▶ Short task
Count how many lines in the rows below contain the string "woman", matching case exactly, and reply with that number alone.

▶ Records to use
····················
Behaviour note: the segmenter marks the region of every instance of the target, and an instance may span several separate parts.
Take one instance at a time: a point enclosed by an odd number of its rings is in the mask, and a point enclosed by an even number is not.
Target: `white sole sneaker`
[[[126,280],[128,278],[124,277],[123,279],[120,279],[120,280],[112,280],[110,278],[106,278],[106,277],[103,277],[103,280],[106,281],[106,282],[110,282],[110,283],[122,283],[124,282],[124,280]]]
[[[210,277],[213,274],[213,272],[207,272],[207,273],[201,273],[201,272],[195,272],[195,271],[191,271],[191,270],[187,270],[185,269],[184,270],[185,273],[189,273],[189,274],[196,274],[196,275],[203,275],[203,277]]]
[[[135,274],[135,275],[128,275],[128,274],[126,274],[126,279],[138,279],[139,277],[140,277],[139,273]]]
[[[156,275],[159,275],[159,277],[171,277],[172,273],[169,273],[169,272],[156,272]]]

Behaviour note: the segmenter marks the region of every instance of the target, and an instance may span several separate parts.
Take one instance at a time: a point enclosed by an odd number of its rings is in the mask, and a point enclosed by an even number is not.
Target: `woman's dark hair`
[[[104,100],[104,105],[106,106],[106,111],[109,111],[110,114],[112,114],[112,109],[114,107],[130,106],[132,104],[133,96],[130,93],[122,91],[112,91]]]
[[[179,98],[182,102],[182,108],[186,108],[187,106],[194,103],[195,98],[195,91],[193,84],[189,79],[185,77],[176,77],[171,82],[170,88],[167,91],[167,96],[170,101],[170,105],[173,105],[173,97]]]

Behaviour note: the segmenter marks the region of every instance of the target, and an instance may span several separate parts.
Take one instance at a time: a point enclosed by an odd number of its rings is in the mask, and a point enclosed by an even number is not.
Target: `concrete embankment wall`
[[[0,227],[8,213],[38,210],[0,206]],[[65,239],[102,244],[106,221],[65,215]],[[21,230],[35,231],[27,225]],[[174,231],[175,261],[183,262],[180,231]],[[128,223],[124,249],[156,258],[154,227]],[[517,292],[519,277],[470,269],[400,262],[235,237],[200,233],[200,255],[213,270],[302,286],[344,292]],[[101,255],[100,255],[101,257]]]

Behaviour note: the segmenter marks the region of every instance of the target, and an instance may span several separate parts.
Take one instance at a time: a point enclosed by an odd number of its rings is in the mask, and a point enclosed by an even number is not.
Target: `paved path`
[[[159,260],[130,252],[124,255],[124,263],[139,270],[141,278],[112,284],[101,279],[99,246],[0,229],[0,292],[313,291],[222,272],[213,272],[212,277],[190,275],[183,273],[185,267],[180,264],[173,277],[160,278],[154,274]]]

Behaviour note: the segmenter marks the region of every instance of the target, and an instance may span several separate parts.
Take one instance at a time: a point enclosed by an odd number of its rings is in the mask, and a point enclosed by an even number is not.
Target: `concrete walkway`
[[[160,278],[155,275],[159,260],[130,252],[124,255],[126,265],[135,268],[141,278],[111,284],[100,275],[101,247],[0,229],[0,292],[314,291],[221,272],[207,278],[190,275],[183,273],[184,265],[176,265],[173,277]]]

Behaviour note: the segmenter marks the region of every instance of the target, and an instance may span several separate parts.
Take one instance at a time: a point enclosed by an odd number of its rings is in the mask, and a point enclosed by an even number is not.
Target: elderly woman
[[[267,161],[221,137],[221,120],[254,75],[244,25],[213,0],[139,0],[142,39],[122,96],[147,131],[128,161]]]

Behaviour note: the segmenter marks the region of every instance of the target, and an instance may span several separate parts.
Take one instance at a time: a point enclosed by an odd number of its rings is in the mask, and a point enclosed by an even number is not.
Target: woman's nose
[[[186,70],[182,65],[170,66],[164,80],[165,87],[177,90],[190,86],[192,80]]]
····················
▶ Expected answer
3